Saved data entries:
====================

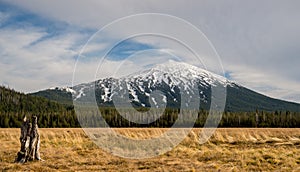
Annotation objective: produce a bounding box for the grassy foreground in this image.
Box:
[0,128,300,171]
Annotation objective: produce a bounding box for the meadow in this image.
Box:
[0,128,300,171]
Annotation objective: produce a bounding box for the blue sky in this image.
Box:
[0,0,300,102]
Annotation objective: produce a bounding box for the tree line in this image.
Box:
[0,87,300,128]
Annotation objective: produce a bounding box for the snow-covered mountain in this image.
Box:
[73,61,235,107]
[33,61,300,111]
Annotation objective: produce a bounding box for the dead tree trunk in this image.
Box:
[15,116,41,163]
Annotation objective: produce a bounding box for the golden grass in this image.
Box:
[0,129,300,171]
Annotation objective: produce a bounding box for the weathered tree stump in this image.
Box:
[15,116,41,163]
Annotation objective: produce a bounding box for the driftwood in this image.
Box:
[15,116,41,163]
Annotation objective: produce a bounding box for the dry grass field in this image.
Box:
[0,129,300,171]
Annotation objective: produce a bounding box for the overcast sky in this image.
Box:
[0,0,300,102]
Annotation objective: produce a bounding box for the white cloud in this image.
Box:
[0,0,300,102]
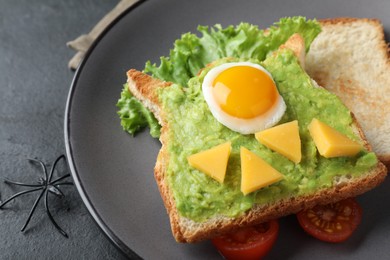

====================

Please update the entries above so that every "produce" becomes "draw" and nothing else changes. Leave the pictures out of your answer.

Annotation objective: draw a bounding box for the grassy foreground in this image.
Box:
[0,128,300,171]
Annotation objective: draw a bounding box for the meadow in this image.
Box:
[0,128,300,171]
Annotation objective: draw a bounding box for the blue sky in this image.
Box:
[0,0,300,102]
Annotation objective: draw a bounding box for the tree line in this image.
Box:
[0,87,300,128]
Annotation objective: draw a bounding box for the snow-covered mountain in this image.
Box:
[73,61,235,107]
[33,61,300,111]
Annotation objective: draw a bounding box for the dead tree trunk in this image.
Box:
[15,116,41,163]
Annotation objective: draw a bounding box for the golden grass in this image.
Box:
[0,129,300,171]
Annotation objective: draw a bounding box for the weathered tree stump in this image.
Box:
[15,116,41,163]
Annotation objective: draw a bounding box for the driftwood in this image.
Box:
[15,116,41,163]
Annotation objective: draw a bounding box for the dry grass field in this image.
Box:
[0,129,300,171]
Annotation objective: draw a bounding box for the overcast sky in this image.
Box:
[0,0,300,102]
Annotation objective: draw a bounding box for the white cloud in this image.
Box:
[0,0,300,102]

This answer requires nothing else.